(Data listing)
.....
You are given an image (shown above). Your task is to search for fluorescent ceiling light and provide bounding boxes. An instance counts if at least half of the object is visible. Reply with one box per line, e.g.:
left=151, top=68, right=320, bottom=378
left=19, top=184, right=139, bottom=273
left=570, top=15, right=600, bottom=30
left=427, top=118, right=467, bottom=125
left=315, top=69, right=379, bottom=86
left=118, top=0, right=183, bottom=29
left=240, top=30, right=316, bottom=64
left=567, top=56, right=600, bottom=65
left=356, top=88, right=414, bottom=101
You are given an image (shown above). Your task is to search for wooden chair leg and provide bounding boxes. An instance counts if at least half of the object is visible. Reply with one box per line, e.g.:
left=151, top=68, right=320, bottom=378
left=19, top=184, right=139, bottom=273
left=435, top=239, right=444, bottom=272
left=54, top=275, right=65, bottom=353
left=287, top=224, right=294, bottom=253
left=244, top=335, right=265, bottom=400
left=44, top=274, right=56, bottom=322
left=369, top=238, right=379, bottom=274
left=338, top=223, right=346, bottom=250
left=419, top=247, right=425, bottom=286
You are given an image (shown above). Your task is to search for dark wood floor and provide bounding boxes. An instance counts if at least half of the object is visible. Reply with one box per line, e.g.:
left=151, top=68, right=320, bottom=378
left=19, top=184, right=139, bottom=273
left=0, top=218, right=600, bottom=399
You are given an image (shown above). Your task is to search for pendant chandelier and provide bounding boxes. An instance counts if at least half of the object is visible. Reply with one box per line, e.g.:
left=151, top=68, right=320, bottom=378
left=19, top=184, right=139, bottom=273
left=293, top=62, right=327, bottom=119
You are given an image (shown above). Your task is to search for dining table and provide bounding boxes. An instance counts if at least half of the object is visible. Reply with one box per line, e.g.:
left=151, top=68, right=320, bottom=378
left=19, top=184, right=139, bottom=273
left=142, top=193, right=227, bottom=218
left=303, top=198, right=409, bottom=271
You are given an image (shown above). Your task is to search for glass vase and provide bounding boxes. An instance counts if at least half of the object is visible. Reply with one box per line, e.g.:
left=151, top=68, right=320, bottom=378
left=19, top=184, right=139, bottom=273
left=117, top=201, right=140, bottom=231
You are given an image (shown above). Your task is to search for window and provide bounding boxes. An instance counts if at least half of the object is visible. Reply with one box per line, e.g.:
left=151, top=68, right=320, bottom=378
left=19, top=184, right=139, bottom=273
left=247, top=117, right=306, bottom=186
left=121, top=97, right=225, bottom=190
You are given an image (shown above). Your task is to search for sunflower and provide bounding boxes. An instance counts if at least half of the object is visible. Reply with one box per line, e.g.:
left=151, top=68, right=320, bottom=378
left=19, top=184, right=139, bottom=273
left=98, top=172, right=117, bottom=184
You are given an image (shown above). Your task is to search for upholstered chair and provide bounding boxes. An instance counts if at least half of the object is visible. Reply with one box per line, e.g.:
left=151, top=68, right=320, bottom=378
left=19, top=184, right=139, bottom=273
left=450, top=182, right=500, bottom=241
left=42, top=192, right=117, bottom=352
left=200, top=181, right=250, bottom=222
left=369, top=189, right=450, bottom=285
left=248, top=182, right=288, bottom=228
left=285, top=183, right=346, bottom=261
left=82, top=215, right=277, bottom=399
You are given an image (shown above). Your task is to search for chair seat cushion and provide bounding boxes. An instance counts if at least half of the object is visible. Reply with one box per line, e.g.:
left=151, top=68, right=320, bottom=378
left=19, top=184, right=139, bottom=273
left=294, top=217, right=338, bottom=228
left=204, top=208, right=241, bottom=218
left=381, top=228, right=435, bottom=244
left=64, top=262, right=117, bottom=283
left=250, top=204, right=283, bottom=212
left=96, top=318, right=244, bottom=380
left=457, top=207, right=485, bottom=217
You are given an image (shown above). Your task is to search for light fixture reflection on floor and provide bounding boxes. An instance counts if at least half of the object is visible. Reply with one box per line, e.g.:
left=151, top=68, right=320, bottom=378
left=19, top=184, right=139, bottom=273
.....
> Your task:
Retype every one of these items above word for word, with no changes.

> Response to the exercise:
You are given an image (shown above). Your task is to search for fluorescent ceiling light and provide bounding boxes. An instance counts if at least half of the object is visible. Reply with one box per line, e.g.:
left=151, top=68, right=320, bottom=378
left=19, top=184, right=139, bottom=273
left=570, top=15, right=600, bottom=30
left=427, top=118, right=467, bottom=125
left=315, top=69, right=379, bottom=86
left=118, top=0, right=183, bottom=29
left=240, top=30, right=316, bottom=64
left=567, top=56, right=600, bottom=65
left=356, top=88, right=414, bottom=101
You are given an image (shown above). Your task is to search for wooden chair leg and provide bounding boxes. An instance counts if at least half of the object is visible. Reply with one box per line, e.g.:
left=151, top=68, right=320, bottom=378
left=19, top=184, right=139, bottom=273
left=435, top=239, right=444, bottom=272
left=54, top=275, right=65, bottom=353
left=287, top=224, right=294, bottom=253
left=244, top=335, right=265, bottom=400
left=44, top=274, right=56, bottom=322
left=369, top=238, right=379, bottom=274
left=338, top=223, right=346, bottom=250
left=419, top=247, right=425, bottom=286
You are given an image (shown above). Your task is to search for dark wood floor and provide bounding boxes. An instance counts if at least half of the object is visible. Reply with one box per line, e.g.:
left=151, top=68, right=320, bottom=378
left=19, top=184, right=139, bottom=273
left=0, top=218, right=600, bottom=399
You are given an image (shown above). Your task is to search for pendant chandelier and provide bounding boxes. An instance counts if at least half of the object is visible. Reply with one box per line, e.g.:
left=151, top=68, right=320, bottom=378
left=19, top=184, right=139, bottom=273
left=293, top=62, right=327, bottom=119
You are given an image (shown above). Your task is to search for dining table and provide bounding boxes. An instance counts if at least half of the object is visible. Reply with one box per line, e.g.:
left=151, top=68, right=320, bottom=378
left=19, top=184, right=139, bottom=273
left=142, top=193, right=227, bottom=218
left=303, top=198, right=409, bottom=271
You are given an image (shown above). Your task is to search for glass vase and provide bounding boxes. An instance counts if at least half of the object is visible. Reply with one box per line, e.g.:
left=151, top=68, right=320, bottom=378
left=19, top=184, right=139, bottom=273
left=117, top=201, right=140, bottom=231
You are given an image (shown above). Your task is to search for window and provide bounding boxes. An instance counts if at least half of the object is visible. Reply with one box per line, e.g.:
left=151, top=68, right=320, bottom=378
left=19, top=184, right=139, bottom=273
left=247, top=117, right=306, bottom=186
left=121, top=97, right=225, bottom=190
You are given an image (shown above). Your task is to search for sunflower and provide bounding boxes. An instance counts if at least half of the object is visible. Reply with one box per line, e.g.:
left=151, top=68, right=320, bottom=378
left=19, top=184, right=139, bottom=273
left=98, top=172, right=117, bottom=184
You are given an image (shown above). Your task is to search for upholstered chair and provide bounding boxes. An instance counts if at least half of the object is visible. Reply with one box per line, e.g.:
left=151, top=68, right=320, bottom=378
left=19, top=184, right=139, bottom=273
left=450, top=182, right=500, bottom=241
left=42, top=192, right=117, bottom=352
left=200, top=181, right=250, bottom=222
left=369, top=189, right=450, bottom=285
left=248, top=182, right=288, bottom=228
left=285, top=183, right=346, bottom=261
left=82, top=215, right=277, bottom=399
You are given an image (shown above). Your task is to search for chair seat cushion and provide bounding boxes. An instance counts if at least half of the object is visible. Reply with one box per line, e.g.:
left=151, top=68, right=320, bottom=378
left=19, top=184, right=139, bottom=273
left=294, top=217, right=338, bottom=228
left=204, top=208, right=241, bottom=218
left=381, top=228, right=435, bottom=244
left=64, top=262, right=117, bottom=283
left=250, top=204, right=283, bottom=212
left=96, top=318, right=244, bottom=380
left=457, top=207, right=485, bottom=217
You are given an image (shown above). Your task is to search for light fixture reflection on floor and provide bounding boxes. An instance counts if at least half of the object is visible. Reply with one box per line, e.g.:
left=151, top=68, right=320, bottom=378
left=19, top=184, right=139, bottom=273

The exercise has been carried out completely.